## Begin Exercise material
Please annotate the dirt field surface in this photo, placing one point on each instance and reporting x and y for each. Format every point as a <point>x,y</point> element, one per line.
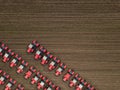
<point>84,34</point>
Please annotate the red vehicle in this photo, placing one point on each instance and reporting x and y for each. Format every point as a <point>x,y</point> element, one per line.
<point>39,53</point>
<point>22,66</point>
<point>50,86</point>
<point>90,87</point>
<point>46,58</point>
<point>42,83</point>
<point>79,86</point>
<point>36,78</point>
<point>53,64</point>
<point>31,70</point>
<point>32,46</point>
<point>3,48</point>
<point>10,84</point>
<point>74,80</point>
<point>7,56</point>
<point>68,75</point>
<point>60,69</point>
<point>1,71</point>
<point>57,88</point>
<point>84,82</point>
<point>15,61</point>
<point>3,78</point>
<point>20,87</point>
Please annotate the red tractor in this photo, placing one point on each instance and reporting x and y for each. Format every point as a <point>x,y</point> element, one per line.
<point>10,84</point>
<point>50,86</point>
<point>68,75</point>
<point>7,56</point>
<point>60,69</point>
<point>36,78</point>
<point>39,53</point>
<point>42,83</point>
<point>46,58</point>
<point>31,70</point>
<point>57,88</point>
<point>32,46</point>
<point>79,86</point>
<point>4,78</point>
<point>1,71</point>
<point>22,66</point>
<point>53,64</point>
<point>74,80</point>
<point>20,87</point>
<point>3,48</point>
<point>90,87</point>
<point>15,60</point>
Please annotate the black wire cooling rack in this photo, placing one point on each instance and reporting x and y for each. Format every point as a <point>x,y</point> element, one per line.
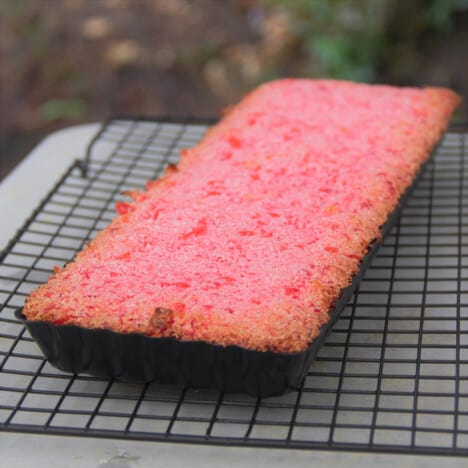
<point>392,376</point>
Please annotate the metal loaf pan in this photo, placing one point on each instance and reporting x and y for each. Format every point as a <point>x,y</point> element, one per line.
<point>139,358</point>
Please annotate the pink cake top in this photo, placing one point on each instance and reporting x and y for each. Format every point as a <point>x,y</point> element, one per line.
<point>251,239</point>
## End Exercise material
## Begin Exercise material
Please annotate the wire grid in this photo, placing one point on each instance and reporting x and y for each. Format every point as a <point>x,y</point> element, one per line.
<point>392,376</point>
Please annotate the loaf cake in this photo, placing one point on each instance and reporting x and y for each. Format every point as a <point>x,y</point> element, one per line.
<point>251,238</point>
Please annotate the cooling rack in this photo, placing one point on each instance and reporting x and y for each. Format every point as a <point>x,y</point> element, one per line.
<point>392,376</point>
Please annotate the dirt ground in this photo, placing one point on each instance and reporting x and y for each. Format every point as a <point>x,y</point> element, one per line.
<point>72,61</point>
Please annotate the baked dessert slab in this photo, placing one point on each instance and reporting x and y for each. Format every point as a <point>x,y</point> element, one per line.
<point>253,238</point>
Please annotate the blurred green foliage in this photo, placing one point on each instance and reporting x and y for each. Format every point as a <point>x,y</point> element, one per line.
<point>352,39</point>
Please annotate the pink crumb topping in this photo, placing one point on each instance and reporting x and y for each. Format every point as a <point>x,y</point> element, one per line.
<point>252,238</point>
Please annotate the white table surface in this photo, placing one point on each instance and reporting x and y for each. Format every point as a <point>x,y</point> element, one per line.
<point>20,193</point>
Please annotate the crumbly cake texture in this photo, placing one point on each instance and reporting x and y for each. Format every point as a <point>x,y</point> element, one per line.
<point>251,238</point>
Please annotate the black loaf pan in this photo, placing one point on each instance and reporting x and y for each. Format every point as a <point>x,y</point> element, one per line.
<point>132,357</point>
## End Exercise material
## Begin Exercise material
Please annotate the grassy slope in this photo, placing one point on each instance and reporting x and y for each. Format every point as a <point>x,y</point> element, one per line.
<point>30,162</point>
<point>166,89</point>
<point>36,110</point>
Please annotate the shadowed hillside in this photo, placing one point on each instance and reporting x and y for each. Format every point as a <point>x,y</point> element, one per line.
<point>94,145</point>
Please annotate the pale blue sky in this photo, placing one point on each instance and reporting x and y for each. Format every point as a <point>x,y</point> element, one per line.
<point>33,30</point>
## End Exercise material
The problem:
Express the items from the line with "Please annotate the wire" up to and including the line with "<point>252,238</point>" as a Markdown table with the columns n and Line. Put the row number in n and the line in Line, leaving out any blank lines.

Problem solution:
| n | Line |
|---|---|
| 1 | Please annotate the wire grid in this photo, placing one point on each instance and reporting x and y for each. Format every point as a <point>x,y</point> element, one per line. |
| 2 | <point>392,376</point> |
| 3 | Please annotate the loaf cake in this photo, placing one point on each instance and reporting x and y for each. Format every point as a <point>x,y</point> element, one per line. |
| 4 | <point>251,238</point> |
| 5 | Please annotate the cooling rack in this photo, placing one point on each instance and reporting x and y for each. Format every point as a <point>x,y</point> element, one per line. |
| 6 | <point>392,376</point> |
| 7 | Please annotate the dirt ground in this photo, placing one point on each instance and reporting x and y for each. Format every point as a <point>x,y</point> element, one per line. |
| 8 | <point>72,61</point> |
| 9 | Please annotate the baked dessert slab in this photo, placing one point on each instance and reporting x and y for each. Format every point as a <point>x,y</point> element, one per line. |
| 10 | <point>253,238</point> |
| 11 | Please annotate the blurred green foliage in this photo, placing one point on each instance and reporting x and y for each. Format every point as a <point>x,y</point> element, one per line. |
| 12 | <point>352,39</point> |
| 13 | Please annotate the pink crumb topping in this photo, placing one point on each instance and reporting x and y for each. Format every point as a <point>x,y</point> element, one per line. |
| 14 | <point>252,238</point> |